INFORMATION PROVIDED:
++++++++

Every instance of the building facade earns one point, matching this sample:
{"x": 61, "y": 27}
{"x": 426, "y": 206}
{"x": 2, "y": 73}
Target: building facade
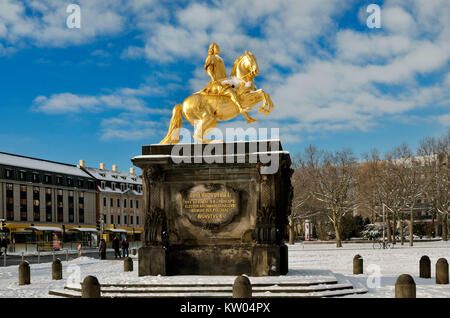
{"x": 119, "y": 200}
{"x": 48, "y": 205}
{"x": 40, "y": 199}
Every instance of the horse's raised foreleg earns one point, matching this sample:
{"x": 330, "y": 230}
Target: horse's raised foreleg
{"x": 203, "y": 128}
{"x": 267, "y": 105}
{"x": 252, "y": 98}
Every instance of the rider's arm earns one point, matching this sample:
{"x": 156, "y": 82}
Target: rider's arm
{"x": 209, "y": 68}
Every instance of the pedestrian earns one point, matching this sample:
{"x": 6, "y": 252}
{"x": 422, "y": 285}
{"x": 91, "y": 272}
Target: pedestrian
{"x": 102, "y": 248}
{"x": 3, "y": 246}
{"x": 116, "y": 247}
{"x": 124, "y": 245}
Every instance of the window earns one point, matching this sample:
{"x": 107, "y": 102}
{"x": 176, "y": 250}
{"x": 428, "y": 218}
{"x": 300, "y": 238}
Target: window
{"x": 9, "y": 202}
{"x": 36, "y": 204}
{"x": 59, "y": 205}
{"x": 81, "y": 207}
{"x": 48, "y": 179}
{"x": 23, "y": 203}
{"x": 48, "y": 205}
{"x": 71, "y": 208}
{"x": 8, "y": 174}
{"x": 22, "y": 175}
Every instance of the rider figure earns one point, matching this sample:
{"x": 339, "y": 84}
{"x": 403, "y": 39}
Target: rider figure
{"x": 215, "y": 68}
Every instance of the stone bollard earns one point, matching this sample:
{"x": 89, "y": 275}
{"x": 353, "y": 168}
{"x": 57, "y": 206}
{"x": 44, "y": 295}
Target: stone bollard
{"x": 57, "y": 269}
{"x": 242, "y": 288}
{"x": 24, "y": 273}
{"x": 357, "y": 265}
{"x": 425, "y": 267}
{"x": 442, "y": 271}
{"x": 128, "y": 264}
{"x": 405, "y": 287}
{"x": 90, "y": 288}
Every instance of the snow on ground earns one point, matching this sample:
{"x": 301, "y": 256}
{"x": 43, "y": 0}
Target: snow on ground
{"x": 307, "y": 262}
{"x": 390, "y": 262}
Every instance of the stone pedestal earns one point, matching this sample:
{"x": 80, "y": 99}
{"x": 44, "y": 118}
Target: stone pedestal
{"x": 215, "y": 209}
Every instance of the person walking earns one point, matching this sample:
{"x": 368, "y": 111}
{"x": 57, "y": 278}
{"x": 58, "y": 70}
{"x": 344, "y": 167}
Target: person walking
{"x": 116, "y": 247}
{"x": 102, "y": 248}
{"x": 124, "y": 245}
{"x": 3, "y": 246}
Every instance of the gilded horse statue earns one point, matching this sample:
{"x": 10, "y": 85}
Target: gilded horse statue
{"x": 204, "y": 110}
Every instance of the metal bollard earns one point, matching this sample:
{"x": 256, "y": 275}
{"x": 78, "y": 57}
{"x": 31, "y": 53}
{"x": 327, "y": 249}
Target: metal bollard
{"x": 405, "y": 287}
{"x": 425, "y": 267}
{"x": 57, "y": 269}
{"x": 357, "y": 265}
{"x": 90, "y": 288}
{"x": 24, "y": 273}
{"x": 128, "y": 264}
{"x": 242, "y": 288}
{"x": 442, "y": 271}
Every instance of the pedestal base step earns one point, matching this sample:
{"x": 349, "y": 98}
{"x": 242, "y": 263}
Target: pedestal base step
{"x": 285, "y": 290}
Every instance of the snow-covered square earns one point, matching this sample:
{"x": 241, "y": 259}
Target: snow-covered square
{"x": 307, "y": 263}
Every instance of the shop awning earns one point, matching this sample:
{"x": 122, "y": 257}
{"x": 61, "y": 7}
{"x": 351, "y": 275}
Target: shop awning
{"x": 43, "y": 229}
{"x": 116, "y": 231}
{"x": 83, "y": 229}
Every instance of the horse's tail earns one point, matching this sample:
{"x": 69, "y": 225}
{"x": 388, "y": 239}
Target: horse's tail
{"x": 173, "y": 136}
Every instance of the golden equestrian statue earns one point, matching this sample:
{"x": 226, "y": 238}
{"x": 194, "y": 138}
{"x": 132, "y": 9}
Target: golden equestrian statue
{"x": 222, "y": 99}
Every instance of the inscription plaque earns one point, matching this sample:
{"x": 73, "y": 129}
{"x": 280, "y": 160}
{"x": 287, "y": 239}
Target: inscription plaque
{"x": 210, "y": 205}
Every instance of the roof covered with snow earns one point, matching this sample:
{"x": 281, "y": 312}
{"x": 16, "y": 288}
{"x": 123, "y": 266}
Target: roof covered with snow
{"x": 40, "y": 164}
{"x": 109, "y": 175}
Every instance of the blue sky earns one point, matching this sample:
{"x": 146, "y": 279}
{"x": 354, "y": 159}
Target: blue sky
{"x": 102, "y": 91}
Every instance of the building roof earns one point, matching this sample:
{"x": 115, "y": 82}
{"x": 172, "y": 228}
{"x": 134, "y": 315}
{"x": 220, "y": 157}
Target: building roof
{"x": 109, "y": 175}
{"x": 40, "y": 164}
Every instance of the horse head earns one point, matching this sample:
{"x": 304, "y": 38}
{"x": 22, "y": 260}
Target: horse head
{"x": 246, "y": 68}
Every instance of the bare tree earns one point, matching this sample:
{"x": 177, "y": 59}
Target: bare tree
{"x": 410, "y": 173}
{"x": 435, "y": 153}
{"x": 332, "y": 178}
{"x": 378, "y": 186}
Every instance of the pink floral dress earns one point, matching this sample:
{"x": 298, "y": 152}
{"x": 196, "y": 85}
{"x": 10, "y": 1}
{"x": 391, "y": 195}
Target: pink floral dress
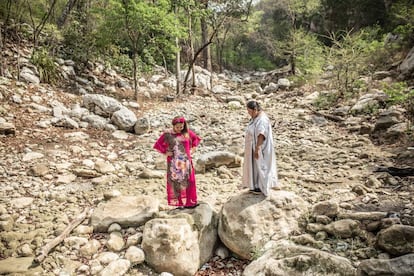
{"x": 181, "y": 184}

++++++++

Above are the records; print them all exactly and keep the pictures out.

WRITTEN SOLUTION:
Every instance of the building facade earns one point, matching this sample:
{"x": 61, "y": 27}
{"x": 426, "y": 206}
{"x": 2, "y": 73}
Target: building facade
{"x": 119, "y": 200}
{"x": 48, "y": 205}
{"x": 40, "y": 199}
Every instance of the horse's raised foreleg earns one point, matching this sample:
{"x": 330, "y": 230}
Target: horse's raised foreleg
{"x": 203, "y": 128}
{"x": 267, "y": 105}
{"x": 252, "y": 98}
Every instance of the rider's arm earns one point, matching this sample:
{"x": 156, "y": 82}
Target: rider's arm
{"x": 209, "y": 68}
Every instance of the pedestrian earns one point, matching this sample:
{"x": 6, "y": 252}
{"x": 422, "y": 285}
{"x": 91, "y": 272}
Target: pedestrian
{"x": 102, "y": 248}
{"x": 3, "y": 246}
{"x": 116, "y": 247}
{"x": 124, "y": 245}
Every instance of the window earns one point, matching this sample:
{"x": 107, "y": 102}
{"x": 176, "y": 250}
{"x": 428, "y": 218}
{"x": 300, "y": 238}
Target: window
{"x": 9, "y": 202}
{"x": 36, "y": 204}
{"x": 59, "y": 205}
{"x": 81, "y": 207}
{"x": 48, "y": 179}
{"x": 23, "y": 203}
{"x": 48, "y": 205}
{"x": 71, "y": 208}
{"x": 8, "y": 174}
{"x": 22, "y": 175}
Every instance of the rider figure earns one point, matching this sample:
{"x": 339, "y": 84}
{"x": 403, "y": 39}
Target: rider figure
{"x": 215, "y": 68}
Every instance of the stone bollard earns one point, matching this sample:
{"x": 89, "y": 275}
{"x": 353, "y": 168}
{"x": 57, "y": 206}
{"x": 44, "y": 295}
Target: stone bollard
{"x": 57, "y": 269}
{"x": 242, "y": 288}
{"x": 24, "y": 273}
{"x": 357, "y": 265}
{"x": 425, "y": 267}
{"x": 442, "y": 271}
{"x": 128, "y": 264}
{"x": 405, "y": 287}
{"x": 90, "y": 288}
Every instance of the snow on ground earns one point, matching this sample:
{"x": 301, "y": 256}
{"x": 43, "y": 0}
Target: snow on ground
{"x": 307, "y": 262}
{"x": 390, "y": 262}
Every instance of the stone pedestal earns one point, matching this sample:
{"x": 80, "y": 99}
{"x": 44, "y": 118}
Target: stone pedestal
{"x": 215, "y": 209}
Every instance of the person walking earns one point, matching this sample:
{"x": 368, "y": 111}
{"x": 57, "y": 278}
{"x": 58, "y": 70}
{"x": 344, "y": 167}
Target: person walking
{"x": 116, "y": 247}
{"x": 102, "y": 248}
{"x": 124, "y": 245}
{"x": 3, "y": 246}
Every instance of the gilded horse statue earns one point, matching this sample:
{"x": 10, "y": 85}
Target: gilded horse statue
{"x": 204, "y": 110}
Every instance of the metal bollard earns one point, matching this sample:
{"x": 256, "y": 275}
{"x": 78, "y": 57}
{"x": 31, "y": 53}
{"x": 327, "y": 249}
Target: metal bollard
{"x": 405, "y": 287}
{"x": 425, "y": 267}
{"x": 57, "y": 269}
{"x": 357, "y": 265}
{"x": 90, "y": 288}
{"x": 24, "y": 273}
{"x": 128, "y": 264}
{"x": 242, "y": 288}
{"x": 442, "y": 271}
Every instance of the pedestal base step earns one point, matching this sample:
{"x": 349, "y": 98}
{"x": 242, "y": 263}
Target: pedestal base step
{"x": 285, "y": 290}
Every instance of the snow-covered square earns one point, matching this sample:
{"x": 241, "y": 259}
Target: snow-covered square
{"x": 307, "y": 263}
Every instance of the shop awning earns one point, matching this sample:
{"x": 122, "y": 257}
{"x": 61, "y": 7}
{"x": 351, "y": 275}
Target: shop awning
{"x": 43, "y": 229}
{"x": 116, "y": 231}
{"x": 83, "y": 229}
Every instance of the horse's tail earns one point, matching this sample:
{"x": 69, "y": 225}
{"x": 388, "y": 239}
Target: horse's tail
{"x": 173, "y": 136}
Every instance of the golden equestrian statue earns one point, matching this sample:
{"x": 226, "y": 238}
{"x": 194, "y": 138}
{"x": 132, "y": 9}
Target: golden equestrian statue
{"x": 222, "y": 99}
Every instance of the inscription plaque earns one point, matching this sample:
{"x": 73, "y": 129}
{"x": 280, "y": 160}
{"x": 287, "y": 239}
Target: inscription plaque
{"x": 210, "y": 205}
Every instance of the roof covered with snow earns one point, matching this sample:
{"x": 281, "y": 312}
{"x": 16, "y": 288}
{"x": 123, "y": 266}
Target: roof covered with snow
{"x": 40, "y": 164}
{"x": 109, "y": 175}
Every instance of the blue sky earns one point, matching this sample:
{"x": 146, "y": 279}
{"x": 354, "y": 159}
Target: blue sky
{"x": 102, "y": 91}
Every instance of the building roof earns one point, matching this sample:
{"x": 115, "y": 82}
{"x": 172, "y": 228}
{"x": 134, "y": 315}
{"x": 220, "y": 157}
Target: building roof
{"x": 109, "y": 175}
{"x": 40, "y": 164}
Every instance of the horse head earns one point, matching this sample:
{"x": 304, "y": 38}
{"x": 22, "y": 260}
Target: horse head
{"x": 246, "y": 68}
Every instance of the bare tree earns one point, matching this sample:
{"x": 177, "y": 59}
Target: bare tree
{"x": 410, "y": 173}
{"x": 435, "y": 153}
{"x": 332, "y": 178}
{"x": 378, "y": 186}
Every instance of the pink floral dress earns one point, matching this sample:
{"x": 298, "y": 152}
{"x": 196, "y": 85}
{"x": 10, "y": 1}
{"x": 391, "y": 195}
Target: pink floral dress
{"x": 181, "y": 184}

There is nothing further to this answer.